WHAT YOU NEED TO DO:
Copy the records word for word, beginning with the line that contains "like [51, 159]." and continuing through the final line of the records.

DATA ROWS:
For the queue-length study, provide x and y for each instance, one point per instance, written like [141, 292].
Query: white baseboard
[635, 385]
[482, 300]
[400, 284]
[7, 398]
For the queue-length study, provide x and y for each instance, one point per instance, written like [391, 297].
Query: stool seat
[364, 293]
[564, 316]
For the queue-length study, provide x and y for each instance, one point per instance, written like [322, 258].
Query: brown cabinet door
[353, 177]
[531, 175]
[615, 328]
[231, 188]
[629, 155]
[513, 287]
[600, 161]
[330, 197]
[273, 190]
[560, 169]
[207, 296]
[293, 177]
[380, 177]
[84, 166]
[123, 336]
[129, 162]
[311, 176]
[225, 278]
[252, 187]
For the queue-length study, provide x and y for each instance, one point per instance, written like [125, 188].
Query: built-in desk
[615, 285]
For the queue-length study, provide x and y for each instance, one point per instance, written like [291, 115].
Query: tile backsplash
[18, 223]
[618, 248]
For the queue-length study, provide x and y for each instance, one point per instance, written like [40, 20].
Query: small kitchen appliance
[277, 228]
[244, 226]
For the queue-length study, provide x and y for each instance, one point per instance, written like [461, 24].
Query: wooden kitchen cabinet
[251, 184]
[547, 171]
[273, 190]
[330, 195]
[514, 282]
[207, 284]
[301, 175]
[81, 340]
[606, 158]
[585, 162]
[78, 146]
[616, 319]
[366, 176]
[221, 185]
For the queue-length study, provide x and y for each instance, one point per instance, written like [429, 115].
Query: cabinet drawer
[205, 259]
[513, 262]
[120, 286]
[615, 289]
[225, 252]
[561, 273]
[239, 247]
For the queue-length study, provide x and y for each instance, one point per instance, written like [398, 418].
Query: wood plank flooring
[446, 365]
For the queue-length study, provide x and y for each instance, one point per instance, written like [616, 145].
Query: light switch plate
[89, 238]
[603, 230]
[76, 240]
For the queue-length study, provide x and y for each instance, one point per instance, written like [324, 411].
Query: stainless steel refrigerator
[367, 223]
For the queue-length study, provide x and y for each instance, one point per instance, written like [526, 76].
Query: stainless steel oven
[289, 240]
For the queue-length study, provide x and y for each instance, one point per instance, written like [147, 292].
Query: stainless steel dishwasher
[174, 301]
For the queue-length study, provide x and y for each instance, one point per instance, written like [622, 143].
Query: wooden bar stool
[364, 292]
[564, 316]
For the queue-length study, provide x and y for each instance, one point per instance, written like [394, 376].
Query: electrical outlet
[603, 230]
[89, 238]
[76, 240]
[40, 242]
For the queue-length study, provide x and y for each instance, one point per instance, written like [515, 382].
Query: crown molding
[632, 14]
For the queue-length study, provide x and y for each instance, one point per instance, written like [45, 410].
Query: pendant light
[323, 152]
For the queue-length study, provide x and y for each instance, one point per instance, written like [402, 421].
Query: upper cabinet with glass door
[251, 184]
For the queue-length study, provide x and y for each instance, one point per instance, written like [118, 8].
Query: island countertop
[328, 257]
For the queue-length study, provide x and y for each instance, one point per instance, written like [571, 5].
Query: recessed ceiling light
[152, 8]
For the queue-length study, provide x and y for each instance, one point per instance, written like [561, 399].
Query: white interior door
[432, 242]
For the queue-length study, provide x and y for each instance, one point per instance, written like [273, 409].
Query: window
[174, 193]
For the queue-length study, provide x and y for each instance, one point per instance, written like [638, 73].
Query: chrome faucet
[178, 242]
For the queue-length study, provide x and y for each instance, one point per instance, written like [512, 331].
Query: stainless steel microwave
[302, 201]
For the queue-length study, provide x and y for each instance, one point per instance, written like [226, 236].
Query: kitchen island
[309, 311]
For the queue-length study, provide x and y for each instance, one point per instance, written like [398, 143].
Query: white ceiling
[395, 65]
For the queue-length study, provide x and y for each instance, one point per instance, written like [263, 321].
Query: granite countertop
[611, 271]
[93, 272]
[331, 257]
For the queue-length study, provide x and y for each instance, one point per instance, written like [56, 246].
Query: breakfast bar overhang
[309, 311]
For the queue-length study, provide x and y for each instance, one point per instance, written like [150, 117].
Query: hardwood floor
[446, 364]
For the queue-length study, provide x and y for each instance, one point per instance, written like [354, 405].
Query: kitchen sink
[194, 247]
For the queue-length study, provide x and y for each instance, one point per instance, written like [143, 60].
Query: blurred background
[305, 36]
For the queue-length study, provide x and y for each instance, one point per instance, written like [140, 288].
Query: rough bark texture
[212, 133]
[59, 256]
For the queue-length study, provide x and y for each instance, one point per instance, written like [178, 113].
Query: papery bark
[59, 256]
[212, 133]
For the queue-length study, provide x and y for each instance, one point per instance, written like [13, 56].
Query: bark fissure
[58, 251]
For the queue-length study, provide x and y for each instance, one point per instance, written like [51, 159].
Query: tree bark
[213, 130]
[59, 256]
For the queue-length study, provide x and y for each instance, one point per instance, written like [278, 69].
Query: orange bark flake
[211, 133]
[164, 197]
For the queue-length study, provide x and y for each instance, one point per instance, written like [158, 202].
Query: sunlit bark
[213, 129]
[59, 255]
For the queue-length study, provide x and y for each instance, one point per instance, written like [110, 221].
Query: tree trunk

EXERCISE OUTPUT:
For the queue-length study, provide x and y for each instance, one point per instance, written like [51, 159].
Query: tree bark
[213, 130]
[59, 256]
For the queue-length study, provide x and y for each instance, one point per instance, written like [278, 69].
Query: orange bark flake
[211, 133]
[164, 197]
For the queue-length study, provide x and y for each instance, one point per instance, written like [158, 202].
Query: sunlit bark
[213, 129]
[59, 255]
For the queue-length study, provide x and y for each instance, one point per instance, written like [110, 221].
Query: tree trunk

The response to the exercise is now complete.